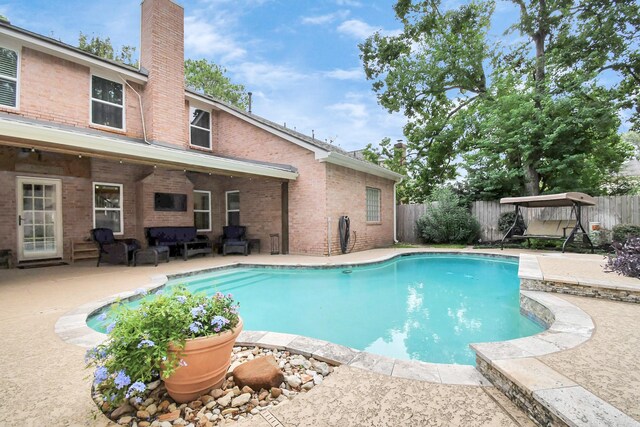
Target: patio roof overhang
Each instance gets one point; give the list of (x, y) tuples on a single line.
[(28, 133)]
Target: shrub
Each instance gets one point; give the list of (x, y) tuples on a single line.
[(627, 259), (622, 232), (447, 221), (506, 221), (137, 350)]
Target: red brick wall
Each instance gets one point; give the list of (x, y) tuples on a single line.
[(346, 195), (57, 90), (307, 195), (162, 54)]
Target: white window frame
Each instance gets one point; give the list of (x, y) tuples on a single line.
[(18, 50), (121, 208), (208, 210), (226, 205), (91, 99), (201, 128), (379, 193)]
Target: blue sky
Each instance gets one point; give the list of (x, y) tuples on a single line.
[(299, 58)]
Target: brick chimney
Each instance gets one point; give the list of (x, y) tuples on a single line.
[(162, 55)]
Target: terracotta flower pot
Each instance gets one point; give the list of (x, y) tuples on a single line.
[(207, 360)]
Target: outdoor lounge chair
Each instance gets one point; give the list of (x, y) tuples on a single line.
[(111, 250), (234, 240)]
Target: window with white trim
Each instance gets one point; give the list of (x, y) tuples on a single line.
[(233, 207), (8, 77), (107, 206), (200, 127), (202, 210), (373, 204), (107, 103)]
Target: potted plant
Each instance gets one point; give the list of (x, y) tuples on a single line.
[(186, 339)]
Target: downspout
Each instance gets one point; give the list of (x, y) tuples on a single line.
[(144, 128), (395, 212)]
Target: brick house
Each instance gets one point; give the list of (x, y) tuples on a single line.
[(86, 142)]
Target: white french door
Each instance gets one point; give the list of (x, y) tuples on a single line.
[(39, 218)]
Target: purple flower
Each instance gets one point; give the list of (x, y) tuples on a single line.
[(146, 343), (195, 327), (197, 311), (122, 380), (219, 322), (137, 387), (111, 327), (100, 374)]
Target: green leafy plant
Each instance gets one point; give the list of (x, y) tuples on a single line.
[(138, 349), (622, 232), (447, 221), (627, 258)]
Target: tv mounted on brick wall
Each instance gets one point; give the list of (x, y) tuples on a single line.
[(170, 202)]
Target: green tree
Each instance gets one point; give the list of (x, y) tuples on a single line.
[(210, 78), (526, 117), (104, 49)]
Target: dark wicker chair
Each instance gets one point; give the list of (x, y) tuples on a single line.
[(112, 250), (234, 240)]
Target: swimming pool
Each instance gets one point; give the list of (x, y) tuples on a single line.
[(426, 307)]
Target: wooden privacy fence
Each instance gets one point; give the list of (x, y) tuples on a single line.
[(608, 211)]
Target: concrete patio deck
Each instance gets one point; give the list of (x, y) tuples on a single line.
[(44, 381)]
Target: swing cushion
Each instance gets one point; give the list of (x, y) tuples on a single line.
[(548, 229)]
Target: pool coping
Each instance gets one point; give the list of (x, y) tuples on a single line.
[(571, 329)]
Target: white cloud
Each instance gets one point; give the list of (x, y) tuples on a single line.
[(325, 19), (205, 38), (353, 111), (361, 30), (350, 3), (340, 74)]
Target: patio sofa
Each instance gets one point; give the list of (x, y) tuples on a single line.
[(234, 240), (181, 241), (112, 250)]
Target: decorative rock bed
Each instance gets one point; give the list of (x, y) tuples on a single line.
[(227, 403)]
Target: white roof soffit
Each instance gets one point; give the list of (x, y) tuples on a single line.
[(86, 142), (71, 55), (359, 165)]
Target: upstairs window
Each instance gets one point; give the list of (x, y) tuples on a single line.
[(107, 103), (233, 207), (8, 77), (200, 124), (373, 204)]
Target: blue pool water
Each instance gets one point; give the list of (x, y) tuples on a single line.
[(423, 307)]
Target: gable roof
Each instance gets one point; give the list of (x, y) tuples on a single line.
[(58, 48), (324, 151)]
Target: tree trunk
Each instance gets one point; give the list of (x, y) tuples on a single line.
[(532, 177)]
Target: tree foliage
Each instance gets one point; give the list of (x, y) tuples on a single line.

* GIVEN PROBLEM
Rewrite all the records with every "instance" changed to "occurrence" and everything else left as it is. Leave the pictures out.

* WRITTEN RESPONSE
Target: patio roof overhang
Each occurrence gets one point; give the list of (x, y) tuples on a single line.
[(28, 133)]
Target: shrub
Each occurrence gets one point; give the list of (x, y) tuples on a single line.
[(627, 259), (622, 232), (447, 221), (506, 221), (137, 350)]
Target: red brick wall
Each occurrence gets one point; give the list of (x, y) tuples on a single line.
[(346, 195), (57, 90), (307, 195), (162, 54)]
Target: white window frame
Each occurrence gets one point; give the list of (x, y) tuples on a single line.
[(18, 50), (121, 208), (208, 210), (226, 205), (91, 99), (201, 128), (379, 193)]
Target: blue sky
Each occurrence gets one point; give the list of (x, y) tuples on a single line.
[(299, 58)]
Target: brick chimney
Each occurrence gets one point; give the list of (x, y) tuples on a single line.
[(162, 55)]
Target: terracotta flower pot
Each occurrence gets one point; give the list of (x, y) tuples on a single line.
[(207, 360)]
Target: outdoor lounge chair
Each occurrence gets one point; give the list of (x, y) tuples on a single line.
[(111, 250), (234, 240)]
Target: window with white trim
Each occurrence gets one point; give the list of (x, y) tuples on a single line.
[(233, 207), (8, 77), (107, 206), (200, 127), (202, 210), (373, 204), (107, 103)]
Target: potted plant
Each occurrence gets one point; give the list of (x, y) tuples on a single line.
[(186, 339)]
Target: downspout
Each occurrence gets one point; give the list of (x, y) tuples on a single line.
[(144, 128), (395, 212)]
Target: brick house
Each occurrence gets one point; give the list of (x, y) tuples on a single line.
[(86, 142)]
Target: white french door
Each occurrence gets one point; give the list of (x, y) tuples on a single line.
[(39, 218)]
Target: purple flower
Each occurrence gets one point; give the list of (x, y) tuples on a single line.
[(146, 343), (195, 327), (197, 311), (122, 380), (219, 322), (137, 387), (111, 327), (100, 374)]
Target: green leafy plant
Each occurrence gets one point; give the list of (x, y) tuples on a single line.
[(138, 349), (622, 232), (447, 221), (627, 258)]
Target: tv mounted on brick wall
Each occurrence gets one point; give the list of (x, y) tuples on a single line.
[(170, 202)]
Target: green tree
Each occurrence gets one point; give the list of (x, y) tuples on a single line.
[(210, 78), (526, 117), (104, 49)]
Target: dark wicker chair
Each occurrence gets one point; give the list of (x, y) tuples on a single line.
[(112, 250), (234, 240)]
Target: swimming pool
Each occurrence gets one point; give the list of (x, y) tuples on a single line.
[(426, 307)]
Target: wooden privacy fence
Each occurrence gets one point; give the list of (x, y) tuples on a single line.
[(608, 211)]
Target: concrete patio deck
Each occurrence gets one point; give the list of (x, y) tuples on a single line.
[(44, 381)]
Target: swing cushion
Each occurrence gets one point; give the list of (x, y) tuples on a single line.
[(548, 229)]
Target: pool coping
Each occurrence gets one point; give the list of (x, y) tuples on a single line.
[(571, 329)]
Target: white cloud
Each occurrence gets one point; give the list of (x, y) tuples on a single line.
[(325, 19), (205, 38), (353, 111), (361, 30), (350, 3), (340, 74)]
Target: patio sofa
Each occurrence gets one point; give the list of (x, y) tuples on a single line.
[(234, 240), (181, 241), (112, 250)]
Target: decorative rock bed
Each occurrence gets one point; give the list of (x, y) tuples on a single line.
[(227, 403)]
Target: white roof soffit
Each occurrence gets one point; give the list of (x, y) tuples on a single line.
[(86, 142), (71, 55), (359, 165)]
Target: upstairs window
Each occurrence gets one point; give the list of (x, y) tuples on a single line.
[(107, 103), (233, 207), (8, 77), (200, 124), (373, 204)]
Target: blue pool water
Each occurrence gets one point; give the list of (x, y) tuples on a single line.
[(423, 307)]
Target: gable roof
Each occurrence gets one point; give the list of (x, y) tuples on a single line.
[(58, 48), (324, 151)]
Target: tree trunk
Each occurrence gets one point; give the list of (x, y) tuples on a single line.
[(532, 177)]
Target: tree foliage
Each occurrence gets one point; give the list of (x, y) tuples on a single line.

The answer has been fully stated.